Selected text:
Nailing your reps and sets - here's why this is how you progress in your training

In this blog I want to educate you a little more on how to create a balanced workout and program.

In the last blog we focused on the four big movements: squat, hip hinge, press and pull. At 100Strong in Manly, we believe that repetitions and sets are just as important.

Why?

Because different reps and set schemes will produce different results. One single heavy squat repetition or 100 light squat repetitions are going to have different effects on your body.

So we need to break it down and to think about what would you like to achieve? Strength, hypertrophy (growing bigger muscles) or strength endurance (the ability to lift lighter weights for a long time)?

And to the peeps that just scoffed at hypertrophy I’ve got news for you…. Just about any booty workout you’ve ever tried is a hypertrophy workout for your glutes. Ab workouts? Same too.

Hypertrophy has its place but we rarely use it @100Strong. This is because our training is focused on both ends of the spectrum - pure strength on one end and strength endurance on the other.

The spectrum looks like this:

  • Pure strength: 1-5 repetitions
  • Hypertrophy: 8-12 repetitions
  • Strength endurance: 20+ repetitions

The repetitions you complete will also have an effect on what your muscle looks like. And that’s exactly why you’re reading this aren’t you?

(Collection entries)
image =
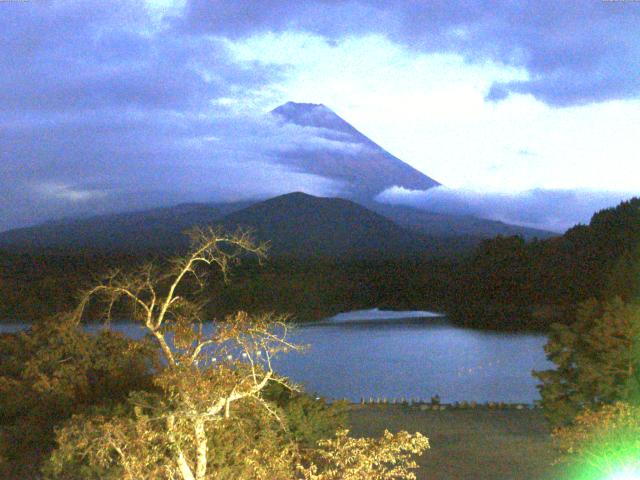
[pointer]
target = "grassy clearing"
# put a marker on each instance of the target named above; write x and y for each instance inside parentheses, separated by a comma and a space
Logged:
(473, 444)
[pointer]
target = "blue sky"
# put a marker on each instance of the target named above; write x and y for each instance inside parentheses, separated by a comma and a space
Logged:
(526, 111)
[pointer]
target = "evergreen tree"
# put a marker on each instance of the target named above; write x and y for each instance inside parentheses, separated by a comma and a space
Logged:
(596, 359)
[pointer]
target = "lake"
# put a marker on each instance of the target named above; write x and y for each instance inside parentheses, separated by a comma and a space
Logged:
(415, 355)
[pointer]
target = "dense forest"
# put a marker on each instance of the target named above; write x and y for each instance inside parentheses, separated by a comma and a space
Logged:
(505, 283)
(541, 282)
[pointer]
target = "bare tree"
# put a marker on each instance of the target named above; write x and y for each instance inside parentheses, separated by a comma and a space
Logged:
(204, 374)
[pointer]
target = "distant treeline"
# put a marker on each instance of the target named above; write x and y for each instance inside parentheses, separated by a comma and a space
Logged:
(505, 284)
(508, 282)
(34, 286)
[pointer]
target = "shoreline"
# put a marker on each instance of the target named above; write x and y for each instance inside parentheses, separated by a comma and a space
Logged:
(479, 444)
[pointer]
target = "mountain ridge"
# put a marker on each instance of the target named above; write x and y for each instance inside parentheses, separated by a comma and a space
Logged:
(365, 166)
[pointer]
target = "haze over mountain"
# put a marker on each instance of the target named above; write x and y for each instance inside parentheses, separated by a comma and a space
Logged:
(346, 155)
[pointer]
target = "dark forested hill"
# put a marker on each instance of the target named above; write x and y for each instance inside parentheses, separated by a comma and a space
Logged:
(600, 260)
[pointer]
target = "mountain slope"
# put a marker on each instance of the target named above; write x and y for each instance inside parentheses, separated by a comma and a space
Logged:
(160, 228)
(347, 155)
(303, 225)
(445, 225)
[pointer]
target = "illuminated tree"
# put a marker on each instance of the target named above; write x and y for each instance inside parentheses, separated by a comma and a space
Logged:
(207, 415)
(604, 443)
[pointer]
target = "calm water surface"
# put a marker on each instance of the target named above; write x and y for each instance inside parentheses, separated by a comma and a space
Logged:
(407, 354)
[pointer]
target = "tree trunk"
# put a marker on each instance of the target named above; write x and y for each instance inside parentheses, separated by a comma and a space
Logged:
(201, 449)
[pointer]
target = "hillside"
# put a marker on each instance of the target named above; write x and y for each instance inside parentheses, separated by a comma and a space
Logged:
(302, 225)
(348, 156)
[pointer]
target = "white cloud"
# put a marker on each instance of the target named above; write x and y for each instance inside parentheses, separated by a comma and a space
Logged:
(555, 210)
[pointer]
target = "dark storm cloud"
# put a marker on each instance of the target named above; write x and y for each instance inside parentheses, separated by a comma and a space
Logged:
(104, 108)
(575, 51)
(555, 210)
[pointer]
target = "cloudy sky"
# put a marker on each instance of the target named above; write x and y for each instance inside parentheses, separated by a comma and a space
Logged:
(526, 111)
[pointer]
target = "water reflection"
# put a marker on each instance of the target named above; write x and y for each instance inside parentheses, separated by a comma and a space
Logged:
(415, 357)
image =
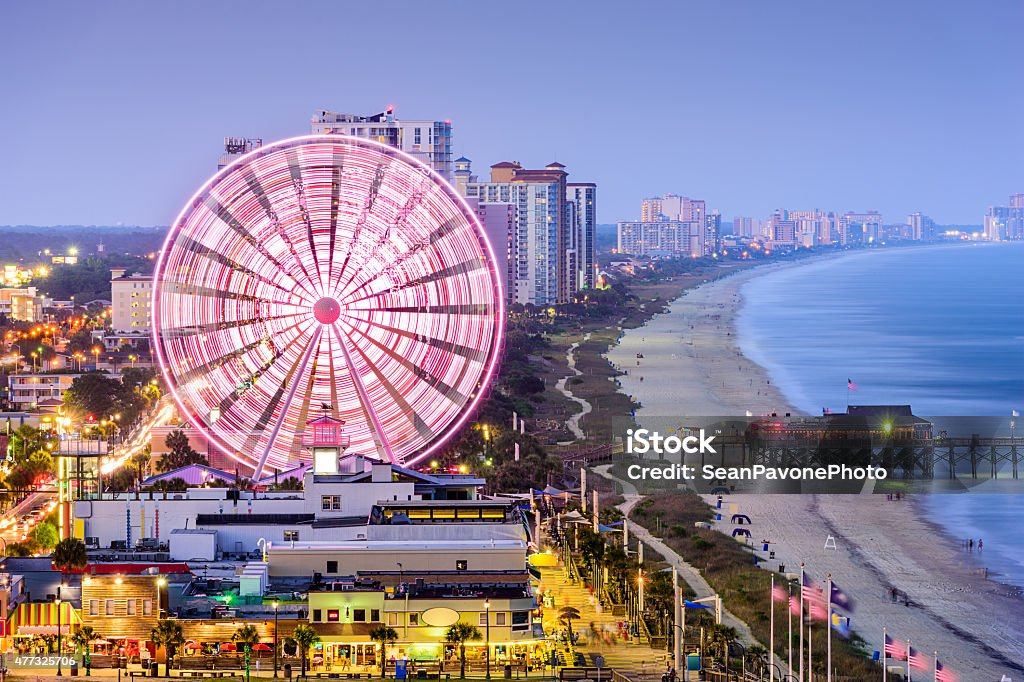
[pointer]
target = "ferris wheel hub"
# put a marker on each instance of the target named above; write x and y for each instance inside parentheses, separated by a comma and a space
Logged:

--

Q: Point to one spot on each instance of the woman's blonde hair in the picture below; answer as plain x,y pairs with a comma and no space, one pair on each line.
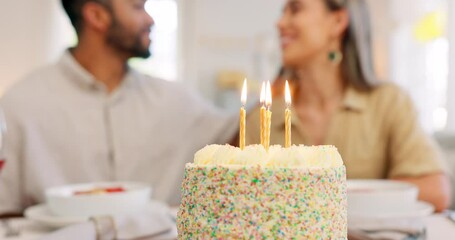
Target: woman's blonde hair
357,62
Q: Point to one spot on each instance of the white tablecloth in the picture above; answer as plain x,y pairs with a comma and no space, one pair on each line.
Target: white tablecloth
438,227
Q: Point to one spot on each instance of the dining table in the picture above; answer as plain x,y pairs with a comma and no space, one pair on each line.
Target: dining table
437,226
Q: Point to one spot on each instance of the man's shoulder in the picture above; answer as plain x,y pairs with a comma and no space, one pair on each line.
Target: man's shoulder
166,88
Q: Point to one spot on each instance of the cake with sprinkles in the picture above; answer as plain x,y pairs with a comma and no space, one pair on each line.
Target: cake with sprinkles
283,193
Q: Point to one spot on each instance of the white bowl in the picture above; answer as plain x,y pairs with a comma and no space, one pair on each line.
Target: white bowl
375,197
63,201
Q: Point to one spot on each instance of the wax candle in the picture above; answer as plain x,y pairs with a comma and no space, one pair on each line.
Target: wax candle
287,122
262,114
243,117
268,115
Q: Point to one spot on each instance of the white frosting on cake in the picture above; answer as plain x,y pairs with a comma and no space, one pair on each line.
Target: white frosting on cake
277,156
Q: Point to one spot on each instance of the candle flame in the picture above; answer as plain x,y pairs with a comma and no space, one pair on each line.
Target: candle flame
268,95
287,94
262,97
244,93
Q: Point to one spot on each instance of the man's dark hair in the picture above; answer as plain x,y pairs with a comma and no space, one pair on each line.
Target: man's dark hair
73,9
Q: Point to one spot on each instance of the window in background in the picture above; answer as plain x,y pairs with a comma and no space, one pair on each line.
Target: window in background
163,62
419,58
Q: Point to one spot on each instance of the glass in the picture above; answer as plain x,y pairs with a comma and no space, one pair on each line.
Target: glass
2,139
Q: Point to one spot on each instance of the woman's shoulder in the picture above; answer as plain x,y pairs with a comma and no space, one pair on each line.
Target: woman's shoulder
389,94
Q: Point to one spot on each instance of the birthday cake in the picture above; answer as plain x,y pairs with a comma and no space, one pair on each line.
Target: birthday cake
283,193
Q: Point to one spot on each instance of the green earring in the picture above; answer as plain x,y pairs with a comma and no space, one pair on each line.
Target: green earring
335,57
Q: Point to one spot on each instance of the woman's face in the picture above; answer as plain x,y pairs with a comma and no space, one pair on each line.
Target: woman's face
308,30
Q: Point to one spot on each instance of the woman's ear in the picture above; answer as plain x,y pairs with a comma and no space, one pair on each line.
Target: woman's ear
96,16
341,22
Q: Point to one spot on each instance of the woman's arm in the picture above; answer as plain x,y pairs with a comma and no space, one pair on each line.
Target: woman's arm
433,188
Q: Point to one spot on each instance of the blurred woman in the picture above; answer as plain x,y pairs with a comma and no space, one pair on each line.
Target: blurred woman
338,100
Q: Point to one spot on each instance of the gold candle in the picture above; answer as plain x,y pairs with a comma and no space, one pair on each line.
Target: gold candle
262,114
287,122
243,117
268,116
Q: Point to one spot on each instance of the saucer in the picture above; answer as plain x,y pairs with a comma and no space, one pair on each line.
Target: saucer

* * *

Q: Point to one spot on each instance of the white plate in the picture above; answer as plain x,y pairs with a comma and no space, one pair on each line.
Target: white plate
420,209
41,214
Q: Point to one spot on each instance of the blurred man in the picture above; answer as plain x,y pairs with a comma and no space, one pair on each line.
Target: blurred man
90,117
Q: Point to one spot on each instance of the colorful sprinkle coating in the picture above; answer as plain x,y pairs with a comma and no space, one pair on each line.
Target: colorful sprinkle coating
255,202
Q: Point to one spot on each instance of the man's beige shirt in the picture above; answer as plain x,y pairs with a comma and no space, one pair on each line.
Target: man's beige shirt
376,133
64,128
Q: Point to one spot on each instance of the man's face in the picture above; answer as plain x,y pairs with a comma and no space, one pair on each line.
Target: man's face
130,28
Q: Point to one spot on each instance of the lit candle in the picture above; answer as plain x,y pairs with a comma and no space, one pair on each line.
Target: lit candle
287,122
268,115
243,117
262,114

Task to complete: According to the blog post on reps and sets, what repetition range is listed for strength endurance?

Output below: 20+ repetitions